# Long term rental wanted in javea



## floor-restore (Oct 13, 2010)

Hi ,

We are looking for a long term rental in javea area 2 or 3 bedrooms would be ideal. 

Thank You.


----------



## djfwells (Sep 28, 2009)

Is that a question or a statement ?


----------



## jojo (Sep 20, 2007)

djfwells said:


> Is that a question or a statement ?


Its both I would imagine. Hopefully someone from down that "neck of the woods" will be able to help????


Jo xxx


----------



## xabiaxica (Jun 23, 2009)

jojo said:


> Its both I would imagine. Hopefully someone from down that "neck of the woods" will be able to help????
> 
> 
> Jo xxx


I usually just 'get on my bike' - literally - & look around


----------



## djfwells (Sep 28, 2009)

Ok, let me re-phrase my post :
- In order to help, we would really require a little more information as Javea is both a large Town AND very popular with rentals. You either need to give some thought to the following points/questions - or if you already know the answer, then post them here so we can point you in the right direction ....
- What time of year do you hope to commence your contract ?
- Where exactly in the Javea area are you looking for ?
- Do you wish to rent directly from the landlord or through an intermediary ?
- How long do you envisage the contract being for ?
- What is your budget ?
- Do you need a Garage / Parking / Pool / Garden ?
- Is being close to the Town / Public Transport / the Beach an issue for you ?
- Do you have pets ?
- Are you smokers ?

The state of the property market at the moment dictates that many owners are chosing to hang onto their properties until the value rises, which has in turn flooded the rental market (for certain types of property anyway) - that said you can still get a little more for your money if you are prepared to consider smallers towns on the Fringes of Javea such as Gata, Jesus Pobre or Benitachell


----------



## xicoalc (Apr 20, 2010)

xabiachica said:


> I usually just 'get on my bike' - literally - & look around


that's a very good idea actually, go into any urbanizacion and you see "se alquiler" signs everywhere, and can often avoid agents fees!


----------

**Aim of the exercise**
Answer these about the Javea rental thread:
(a) How many bedrooms does the first post say would be ideal?
(b) Which smaller towns on the fringes of Javea are suggested for getting more for your money?
(c) What signs does the last reply say you see in any urbanizacion?

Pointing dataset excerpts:

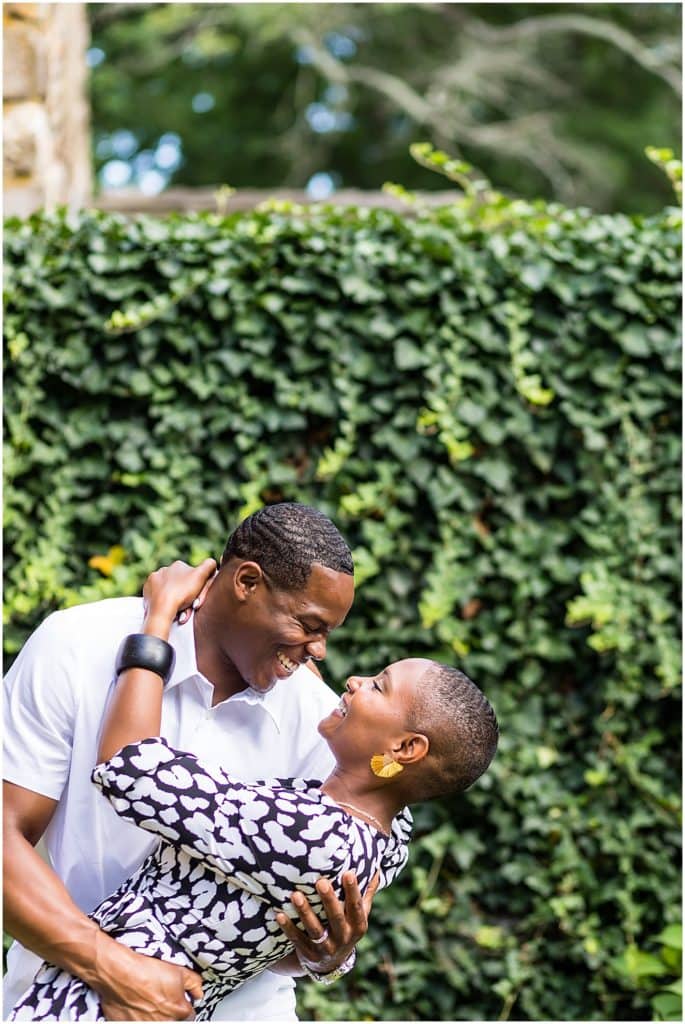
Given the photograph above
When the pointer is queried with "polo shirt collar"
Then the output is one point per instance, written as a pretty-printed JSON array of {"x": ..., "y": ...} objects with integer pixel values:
[{"x": 273, "y": 702}]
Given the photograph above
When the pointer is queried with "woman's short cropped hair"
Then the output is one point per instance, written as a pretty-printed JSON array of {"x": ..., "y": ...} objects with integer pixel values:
[{"x": 462, "y": 729}]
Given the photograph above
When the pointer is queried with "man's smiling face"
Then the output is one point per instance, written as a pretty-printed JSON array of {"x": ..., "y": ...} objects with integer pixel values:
[{"x": 281, "y": 629}]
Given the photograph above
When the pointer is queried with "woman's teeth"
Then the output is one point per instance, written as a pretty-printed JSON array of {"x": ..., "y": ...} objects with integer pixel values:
[{"x": 286, "y": 662}]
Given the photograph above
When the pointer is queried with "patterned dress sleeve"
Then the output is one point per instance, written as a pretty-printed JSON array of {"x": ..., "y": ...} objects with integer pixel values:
[
  {"x": 396, "y": 852},
  {"x": 251, "y": 835}
]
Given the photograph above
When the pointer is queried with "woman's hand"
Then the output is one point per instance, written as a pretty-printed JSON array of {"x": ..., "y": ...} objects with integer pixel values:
[
  {"x": 174, "y": 591},
  {"x": 325, "y": 948}
]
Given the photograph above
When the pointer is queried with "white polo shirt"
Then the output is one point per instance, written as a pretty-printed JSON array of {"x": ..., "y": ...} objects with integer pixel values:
[{"x": 55, "y": 695}]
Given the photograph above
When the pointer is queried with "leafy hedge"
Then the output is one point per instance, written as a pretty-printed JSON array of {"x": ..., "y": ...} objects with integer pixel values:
[{"x": 485, "y": 398}]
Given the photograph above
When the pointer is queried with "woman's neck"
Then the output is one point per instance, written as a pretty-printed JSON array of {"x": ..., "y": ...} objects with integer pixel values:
[{"x": 362, "y": 799}]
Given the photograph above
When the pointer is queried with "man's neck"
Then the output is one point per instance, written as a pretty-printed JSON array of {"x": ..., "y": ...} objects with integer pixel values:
[{"x": 213, "y": 665}]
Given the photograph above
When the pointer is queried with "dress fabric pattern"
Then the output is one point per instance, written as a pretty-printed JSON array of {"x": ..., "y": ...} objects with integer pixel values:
[{"x": 229, "y": 856}]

**Result of this task**
(a) 2 or 3 bedrooms.
(b) Gata, Jesus Pobre and Benitachell.
(c) "se alquiler" signs.